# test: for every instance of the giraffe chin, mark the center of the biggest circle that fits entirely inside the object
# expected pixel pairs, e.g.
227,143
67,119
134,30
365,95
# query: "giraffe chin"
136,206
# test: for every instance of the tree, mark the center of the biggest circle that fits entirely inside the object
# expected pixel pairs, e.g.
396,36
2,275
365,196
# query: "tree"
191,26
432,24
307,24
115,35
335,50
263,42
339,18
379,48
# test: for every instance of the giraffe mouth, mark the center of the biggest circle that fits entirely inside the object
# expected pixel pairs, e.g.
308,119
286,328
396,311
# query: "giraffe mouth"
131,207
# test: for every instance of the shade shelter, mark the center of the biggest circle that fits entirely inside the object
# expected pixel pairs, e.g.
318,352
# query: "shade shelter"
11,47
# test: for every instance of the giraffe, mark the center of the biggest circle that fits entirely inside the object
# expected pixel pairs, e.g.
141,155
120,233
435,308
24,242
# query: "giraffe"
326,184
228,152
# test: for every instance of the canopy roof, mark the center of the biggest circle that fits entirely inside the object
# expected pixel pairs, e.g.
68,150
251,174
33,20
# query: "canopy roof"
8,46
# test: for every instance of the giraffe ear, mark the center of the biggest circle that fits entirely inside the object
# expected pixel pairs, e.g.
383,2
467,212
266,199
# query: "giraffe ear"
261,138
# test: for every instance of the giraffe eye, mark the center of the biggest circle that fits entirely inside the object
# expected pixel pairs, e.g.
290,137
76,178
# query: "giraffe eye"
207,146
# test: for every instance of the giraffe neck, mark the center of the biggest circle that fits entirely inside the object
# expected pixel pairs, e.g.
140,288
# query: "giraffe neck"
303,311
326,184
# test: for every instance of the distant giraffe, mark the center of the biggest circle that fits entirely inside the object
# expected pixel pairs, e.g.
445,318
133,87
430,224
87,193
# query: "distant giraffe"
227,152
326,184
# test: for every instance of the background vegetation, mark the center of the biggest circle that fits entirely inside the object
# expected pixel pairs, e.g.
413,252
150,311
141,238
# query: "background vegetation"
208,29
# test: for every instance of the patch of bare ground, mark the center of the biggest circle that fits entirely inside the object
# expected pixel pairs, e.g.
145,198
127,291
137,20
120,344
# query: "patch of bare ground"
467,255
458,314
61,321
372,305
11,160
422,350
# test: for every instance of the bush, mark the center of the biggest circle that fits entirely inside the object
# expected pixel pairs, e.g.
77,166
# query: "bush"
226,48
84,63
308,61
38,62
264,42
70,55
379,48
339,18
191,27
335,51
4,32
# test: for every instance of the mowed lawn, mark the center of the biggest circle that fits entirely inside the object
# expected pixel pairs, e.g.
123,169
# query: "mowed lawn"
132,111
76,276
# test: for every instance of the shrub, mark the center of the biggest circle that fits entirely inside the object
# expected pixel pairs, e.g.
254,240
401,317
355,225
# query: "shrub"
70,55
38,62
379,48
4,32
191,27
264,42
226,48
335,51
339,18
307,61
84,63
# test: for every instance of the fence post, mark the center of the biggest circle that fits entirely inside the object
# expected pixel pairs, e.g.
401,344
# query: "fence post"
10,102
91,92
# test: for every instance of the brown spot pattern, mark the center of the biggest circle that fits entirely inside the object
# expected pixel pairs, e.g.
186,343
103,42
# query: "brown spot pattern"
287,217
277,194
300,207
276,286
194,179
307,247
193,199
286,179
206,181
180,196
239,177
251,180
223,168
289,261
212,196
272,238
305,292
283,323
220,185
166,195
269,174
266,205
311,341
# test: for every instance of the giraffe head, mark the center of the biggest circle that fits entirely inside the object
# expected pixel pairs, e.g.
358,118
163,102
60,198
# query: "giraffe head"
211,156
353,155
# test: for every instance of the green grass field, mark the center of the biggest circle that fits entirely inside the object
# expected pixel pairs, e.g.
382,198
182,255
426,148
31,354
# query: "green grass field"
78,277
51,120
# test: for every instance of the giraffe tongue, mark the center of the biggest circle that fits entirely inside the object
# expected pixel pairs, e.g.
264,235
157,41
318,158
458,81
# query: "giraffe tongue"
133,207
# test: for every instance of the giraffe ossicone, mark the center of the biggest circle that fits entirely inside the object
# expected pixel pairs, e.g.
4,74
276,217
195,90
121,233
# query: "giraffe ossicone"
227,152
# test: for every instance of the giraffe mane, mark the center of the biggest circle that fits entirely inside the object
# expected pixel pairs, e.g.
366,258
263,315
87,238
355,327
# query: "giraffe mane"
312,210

[Exercise requirements]
Repeat every line of the listing, word for word.

[Response area]
# test: for every instance of the giraffe chin, mark the center of the biggest circle that fits entirely inside the object
# expected pixel pairs, e.g.
227,143
67,119
134,30
365,95
# query: "giraffe chin"
136,206
# test: for every instance of the tree, mark the center of the biggest circle that fits entirely inside the object
# expected pixel pairs, e.g.
396,36
2,275
365,196
# query: "tree"
191,26
432,24
307,24
115,35
335,50
263,42
339,18
379,48
# test: for every instance of the giraffe mouth, mark the center of the biggest circle that fits entirely inside the object
# expected pixel pairs, e.g.
308,119
286,328
396,311
# query: "giraffe mouth"
131,207
# test: for every instance of the shade shelter, mark the center of the biggest circle that fits entirely inside the object
# expected pixel pairs, e.g.
318,352
# query: "shade shelter"
11,47
# test: for every instance of the giraffe, mark the center of the biggest circle that fits entirely inside the object
# expected pixel pairs, e.g.
141,155
120,233
435,308
24,242
# query: "giraffe"
326,184
228,152
# test: for every instance of the canopy roof, mark the center of the biggest circle that fits entirely inside the object
# expected pixel pairs, e.g.
68,150
251,174
33,20
# query: "canopy roof"
8,46
# test: for every instance of the giraffe ear, mark the center of the biggest circle that fits entirely inside the object
# expected pixel pairs, e.g.
383,2
467,212
266,199
# query: "giraffe ear"
261,138
# test: for every instance of the giraffe eye, mark the center of the biggest circle that fits entirely inside the object
# expected pixel pairs, e.g.
290,137
76,178
# query: "giraffe eye"
207,146
# test: for every instance of the giraffe neck, mark the center of the biggest circle that fits entirely inside the object
# expected pixel pairs, e.g.
140,288
# query: "giraffe neck"
303,311
326,184
# test: for every instance of the distant giraffe, mark the center of the biggest circle that fits entirely inside the object
# expected pixel pairs, e.g.
445,318
133,87
430,224
87,193
# query: "distant giraffe"
227,152
326,184
# test: for every instance of the background vegetation, mark the center of the biggest circle that fits entirely inside the object
# expected pixel pairs, e.g.
413,252
150,311
141,238
# query: "background vegetation"
208,29
# test: for every instance of the patch of bare ground, mark the center of the biggest circle that fits entirely inside the object
# expected pixel pairs, e.g.
145,198
127,291
137,20
120,344
# query: "patch of bare ground"
467,255
458,314
61,321
372,305
11,160
422,350
# test: for every instance of the bush, mark the center of the biggest circle that fits entirely inside the object
# expected pixel pairs, e.g.
77,166
# query: "bush"
226,48
84,63
308,61
38,62
264,42
70,55
379,48
339,18
191,27
335,51
4,32
# test: for every instance of the mowed lawn, mark the center of the biggest circle that fits entirely inside the object
# expected pixel pairs, e.g.
123,169
# query: "mowed lawn"
132,111
76,276
# test: for every instance of the shrub, mark the center of the biggest circle that fits entirely inside the object
# expected pixel pairs, e.g.
254,240
401,317
355,225
# query: "shrub"
70,55
38,62
379,48
4,32
191,27
264,42
226,48
335,51
339,18
307,61
84,63
# test: for every instance of the fence post, mark the center of the biggest circle that fits entirely inside the object
# expected pixel pairs, e.g.
401,344
# query: "fence post"
10,102
91,92
# test: for every instance of the brown spot pattern, mark the center of the biggest circle that fits entirely inside the object
# expected pixel pairs, e.g.
186,343
103,42
# query: "brown spot pattern"
287,217
277,194
300,207
276,286
194,179
307,247
193,199
286,179
206,181
180,196
239,177
251,180
223,168
289,261
212,196
272,238
305,292
283,323
220,185
166,195
269,174
266,205
311,341
# test: for every instance of the giraffe head, mark the center of the biggest circle that fits entirely inside the object
# expected pixel pairs, e.g.
358,118
163,102
60,198
# query: "giraffe head"
211,156
353,155
# test: for every instance of the green grass field, mark the center of the biggest circle that fits entirely inside the object
# expected pixel pairs, e.g.
382,198
182,255
426,148
31,354
# query: "green grass field"
78,277
51,120
# test: for every instance of the giraffe tongue, mark the center of the biggest circle that fits entirely inside the object
# expected pixel pairs, e.g.
264,235
157,41
318,158
458,81
# query: "giraffe tongue"
133,207
# test: for every instance of the giraffe ossicone, mark the center of the biggest circle that fits entirely inside the object
# expected pixel pairs, e.g.
4,74
276,217
195,90
121,233
# query: "giraffe ossicone"
227,152
# test: for every instance of the giraffe mane, mark the center of the biggest circle that fits entirely inside the object
# expected pixel pairs, e.g.
366,258
263,315
87,238
355,327
# query: "giraffe mane"
312,210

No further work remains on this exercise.